Challenge 1 —
In the blog post on journal abstracts below, list the components that the quoted summary says make up the complex feedback system.
Challenge 2 —
According to the blog post on journal abstracts below, where has the discussion about abstracts spilled over to?
Challenge 3 —
Translate this sentence from the blog post on journal abstracts below into Spanish: "Copyright law itself has diverged from social reality and lost much of its credibility."

Making the Abstract concrete: some readers' responses -- and a lovely surprise!

An academic Kat*
In "Not just an academic question -- but an Abstract one", this Kat kick-started what has turned out to be quite a lively discussion about the function of abstracts for journal articles -- particularly within the context of intellectual property.  This discussion has spilled over into the jiplp weblog and its associated LinkedIn Group, where many of the readers and members respectively are either people who write abstracts or those who use them.  At the end of his post, which quoted a particularly difficult abstract in full, this Kat wrote:
"So here's the challenge: how clearly and succinctly can readers of this weblog summarise the abstract above, so that it can be understood and appreciated by an informed reader on a single reading, without the aid of a dictionary? ... There is no prize other than the satisfaction of having made what looks like an interesting argument easier to understand".
Several readers rose to the challenge. They include, but are not limited to the following:
"Creators, rightholders, intermediaries, users, copyright law and state or quasi state institutions form a complex feedback system in which technological change is a factor. Previously copyright adapted to changes in the system stimulated by technological developments. But this time copyright’s inadequately selective responses to the internet and digital technologies have broken the system. Copyright law itself has diverged from social reality and lost much of its credibility. Copyright needs a radical fix that embraces the digital world and pays as much attention to users and creators as to the economic and political interests which have so far been mostly favoured": Graham Smith (Bird & Bird LLP partner and Cyberleagle blogger).

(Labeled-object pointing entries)
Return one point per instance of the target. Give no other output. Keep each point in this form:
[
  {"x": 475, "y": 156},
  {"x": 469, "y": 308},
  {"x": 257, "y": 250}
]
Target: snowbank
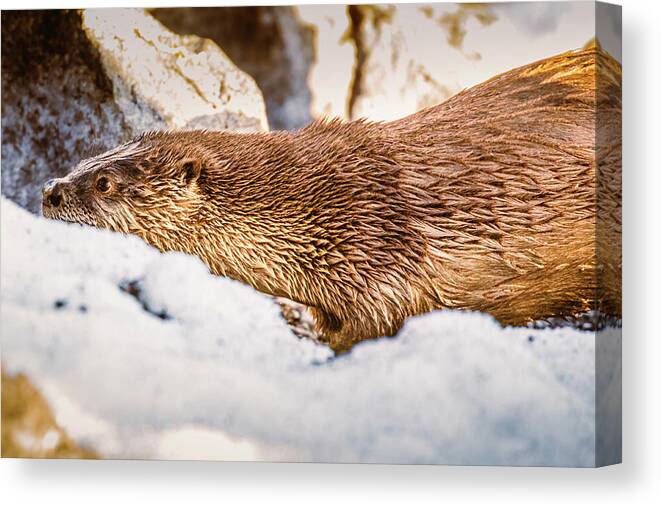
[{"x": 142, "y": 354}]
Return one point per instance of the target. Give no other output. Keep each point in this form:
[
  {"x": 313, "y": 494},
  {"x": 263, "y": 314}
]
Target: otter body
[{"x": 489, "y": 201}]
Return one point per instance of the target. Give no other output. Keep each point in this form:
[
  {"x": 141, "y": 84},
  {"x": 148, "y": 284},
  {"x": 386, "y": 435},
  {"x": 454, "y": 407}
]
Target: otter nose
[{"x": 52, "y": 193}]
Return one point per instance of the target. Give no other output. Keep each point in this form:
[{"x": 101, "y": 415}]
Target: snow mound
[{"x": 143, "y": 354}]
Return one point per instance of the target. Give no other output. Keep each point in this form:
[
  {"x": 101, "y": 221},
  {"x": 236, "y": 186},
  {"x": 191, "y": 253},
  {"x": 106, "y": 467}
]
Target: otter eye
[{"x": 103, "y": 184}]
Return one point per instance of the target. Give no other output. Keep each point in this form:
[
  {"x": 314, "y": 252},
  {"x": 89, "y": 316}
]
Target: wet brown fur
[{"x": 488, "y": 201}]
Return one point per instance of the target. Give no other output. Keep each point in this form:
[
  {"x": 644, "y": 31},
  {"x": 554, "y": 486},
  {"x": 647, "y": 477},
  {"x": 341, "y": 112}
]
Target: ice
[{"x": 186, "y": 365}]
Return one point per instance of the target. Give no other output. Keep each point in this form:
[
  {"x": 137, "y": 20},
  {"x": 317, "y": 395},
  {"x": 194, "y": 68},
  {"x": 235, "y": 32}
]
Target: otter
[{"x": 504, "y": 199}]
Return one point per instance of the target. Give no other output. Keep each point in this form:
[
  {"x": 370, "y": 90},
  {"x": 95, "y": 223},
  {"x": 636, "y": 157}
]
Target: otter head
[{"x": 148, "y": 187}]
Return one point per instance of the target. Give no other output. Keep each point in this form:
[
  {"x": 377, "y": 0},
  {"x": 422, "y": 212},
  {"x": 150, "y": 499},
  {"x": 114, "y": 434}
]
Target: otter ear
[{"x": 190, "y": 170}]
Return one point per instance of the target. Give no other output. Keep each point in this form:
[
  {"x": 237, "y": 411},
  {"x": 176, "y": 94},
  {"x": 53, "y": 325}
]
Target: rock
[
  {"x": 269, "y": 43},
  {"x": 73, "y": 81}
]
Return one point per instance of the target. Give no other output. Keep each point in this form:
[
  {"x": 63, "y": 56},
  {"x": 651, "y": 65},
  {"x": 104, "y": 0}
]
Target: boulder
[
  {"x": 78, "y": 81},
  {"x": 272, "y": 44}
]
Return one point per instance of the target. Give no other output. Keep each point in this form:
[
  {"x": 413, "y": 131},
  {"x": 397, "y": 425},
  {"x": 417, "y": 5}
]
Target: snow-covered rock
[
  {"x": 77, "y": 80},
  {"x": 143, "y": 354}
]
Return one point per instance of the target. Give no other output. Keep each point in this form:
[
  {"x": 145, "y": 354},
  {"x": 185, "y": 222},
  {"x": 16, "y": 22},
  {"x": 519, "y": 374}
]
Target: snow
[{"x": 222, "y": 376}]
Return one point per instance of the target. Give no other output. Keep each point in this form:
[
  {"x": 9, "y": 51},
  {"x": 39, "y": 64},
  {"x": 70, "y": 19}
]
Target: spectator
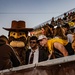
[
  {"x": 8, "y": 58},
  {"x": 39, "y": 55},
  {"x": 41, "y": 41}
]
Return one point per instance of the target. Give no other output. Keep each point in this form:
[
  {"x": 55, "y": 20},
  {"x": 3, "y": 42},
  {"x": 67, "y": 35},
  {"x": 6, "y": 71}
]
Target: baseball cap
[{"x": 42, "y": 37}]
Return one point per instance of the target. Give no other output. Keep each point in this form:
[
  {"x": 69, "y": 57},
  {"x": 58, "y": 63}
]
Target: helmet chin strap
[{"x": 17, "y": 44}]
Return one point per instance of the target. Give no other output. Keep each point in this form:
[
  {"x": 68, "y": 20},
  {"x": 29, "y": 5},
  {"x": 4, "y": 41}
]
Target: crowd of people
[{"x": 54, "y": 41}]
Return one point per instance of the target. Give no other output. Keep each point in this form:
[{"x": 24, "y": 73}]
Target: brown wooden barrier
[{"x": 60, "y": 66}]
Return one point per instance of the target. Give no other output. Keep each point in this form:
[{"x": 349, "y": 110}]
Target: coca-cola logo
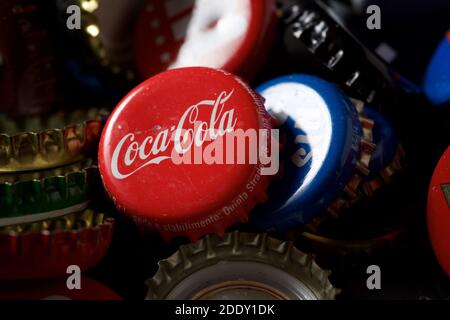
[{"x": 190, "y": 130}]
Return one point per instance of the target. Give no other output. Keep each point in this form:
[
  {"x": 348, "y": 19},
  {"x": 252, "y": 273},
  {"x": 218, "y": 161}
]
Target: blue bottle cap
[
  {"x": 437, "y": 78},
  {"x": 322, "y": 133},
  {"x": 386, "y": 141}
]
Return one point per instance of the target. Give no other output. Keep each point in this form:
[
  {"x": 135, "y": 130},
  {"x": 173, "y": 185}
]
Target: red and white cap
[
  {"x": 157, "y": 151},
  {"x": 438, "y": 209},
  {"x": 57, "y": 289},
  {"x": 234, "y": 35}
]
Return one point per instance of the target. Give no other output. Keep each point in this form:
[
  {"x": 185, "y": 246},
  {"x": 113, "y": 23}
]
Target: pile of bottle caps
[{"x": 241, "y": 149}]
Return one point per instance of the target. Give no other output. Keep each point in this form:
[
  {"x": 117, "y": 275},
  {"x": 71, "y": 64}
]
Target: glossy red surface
...
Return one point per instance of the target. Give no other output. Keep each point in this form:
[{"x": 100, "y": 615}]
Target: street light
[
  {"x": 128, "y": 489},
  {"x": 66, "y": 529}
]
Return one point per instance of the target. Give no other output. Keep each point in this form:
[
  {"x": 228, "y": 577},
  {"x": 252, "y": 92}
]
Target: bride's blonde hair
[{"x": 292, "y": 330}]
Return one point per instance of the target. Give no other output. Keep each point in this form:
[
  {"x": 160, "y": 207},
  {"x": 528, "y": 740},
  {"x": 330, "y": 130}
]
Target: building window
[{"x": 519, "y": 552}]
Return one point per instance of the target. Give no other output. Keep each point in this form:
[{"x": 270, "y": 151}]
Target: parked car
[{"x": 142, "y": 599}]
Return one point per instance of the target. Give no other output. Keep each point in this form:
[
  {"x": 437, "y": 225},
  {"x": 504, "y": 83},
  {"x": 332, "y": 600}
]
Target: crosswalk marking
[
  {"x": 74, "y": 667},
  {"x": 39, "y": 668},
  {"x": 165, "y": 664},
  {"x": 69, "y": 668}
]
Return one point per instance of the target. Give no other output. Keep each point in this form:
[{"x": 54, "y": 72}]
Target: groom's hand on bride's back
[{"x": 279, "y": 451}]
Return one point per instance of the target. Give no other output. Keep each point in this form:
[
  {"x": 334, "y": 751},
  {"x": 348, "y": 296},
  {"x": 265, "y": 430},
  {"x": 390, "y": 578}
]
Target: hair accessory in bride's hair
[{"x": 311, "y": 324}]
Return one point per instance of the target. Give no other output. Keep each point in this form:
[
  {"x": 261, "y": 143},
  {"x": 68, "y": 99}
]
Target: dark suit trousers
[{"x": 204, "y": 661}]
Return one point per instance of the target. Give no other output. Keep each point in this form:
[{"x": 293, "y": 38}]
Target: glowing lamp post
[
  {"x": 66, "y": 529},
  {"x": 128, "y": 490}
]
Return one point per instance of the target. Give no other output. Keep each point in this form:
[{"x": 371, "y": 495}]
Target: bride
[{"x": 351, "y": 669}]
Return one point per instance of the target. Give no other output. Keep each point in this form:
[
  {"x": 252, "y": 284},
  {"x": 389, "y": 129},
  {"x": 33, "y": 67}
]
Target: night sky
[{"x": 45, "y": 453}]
---
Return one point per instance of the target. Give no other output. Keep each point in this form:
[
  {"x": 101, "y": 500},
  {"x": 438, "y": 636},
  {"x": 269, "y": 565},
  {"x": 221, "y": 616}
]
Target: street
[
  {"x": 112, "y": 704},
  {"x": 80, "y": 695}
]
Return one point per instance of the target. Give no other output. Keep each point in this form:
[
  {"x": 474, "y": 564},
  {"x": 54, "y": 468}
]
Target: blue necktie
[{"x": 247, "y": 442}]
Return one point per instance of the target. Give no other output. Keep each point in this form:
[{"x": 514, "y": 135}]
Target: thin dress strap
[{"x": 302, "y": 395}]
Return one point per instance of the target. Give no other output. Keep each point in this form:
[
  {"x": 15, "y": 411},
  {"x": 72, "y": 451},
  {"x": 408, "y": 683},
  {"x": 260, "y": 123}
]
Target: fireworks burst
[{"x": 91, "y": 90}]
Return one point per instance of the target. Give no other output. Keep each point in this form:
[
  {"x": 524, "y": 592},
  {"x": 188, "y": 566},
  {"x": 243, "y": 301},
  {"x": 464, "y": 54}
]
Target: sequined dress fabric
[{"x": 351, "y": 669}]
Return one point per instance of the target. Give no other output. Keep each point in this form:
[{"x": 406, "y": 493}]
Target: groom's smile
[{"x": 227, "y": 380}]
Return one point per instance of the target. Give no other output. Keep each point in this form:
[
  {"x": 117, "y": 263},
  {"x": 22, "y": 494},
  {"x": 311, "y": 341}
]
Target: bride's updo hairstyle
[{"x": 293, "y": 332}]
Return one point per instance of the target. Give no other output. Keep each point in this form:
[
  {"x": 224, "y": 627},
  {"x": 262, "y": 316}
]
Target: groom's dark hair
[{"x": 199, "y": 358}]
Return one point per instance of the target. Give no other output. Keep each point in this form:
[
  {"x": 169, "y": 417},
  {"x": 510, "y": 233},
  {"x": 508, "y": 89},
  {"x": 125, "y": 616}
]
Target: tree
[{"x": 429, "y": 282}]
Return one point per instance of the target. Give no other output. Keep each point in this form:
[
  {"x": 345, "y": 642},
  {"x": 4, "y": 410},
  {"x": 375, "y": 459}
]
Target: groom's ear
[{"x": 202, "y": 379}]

Worked solution 1 —
Creators, rightholders, intermediaries, users, copyright law, state or quasi state institutions

Worked solution 2 —
The jiplp weblog and its associated LinkedIn Group.

Worked solution 3 —
La propia ley de derechos de autor se ha apartado de la realidad social y ha perdido gran parte de su credibilidad.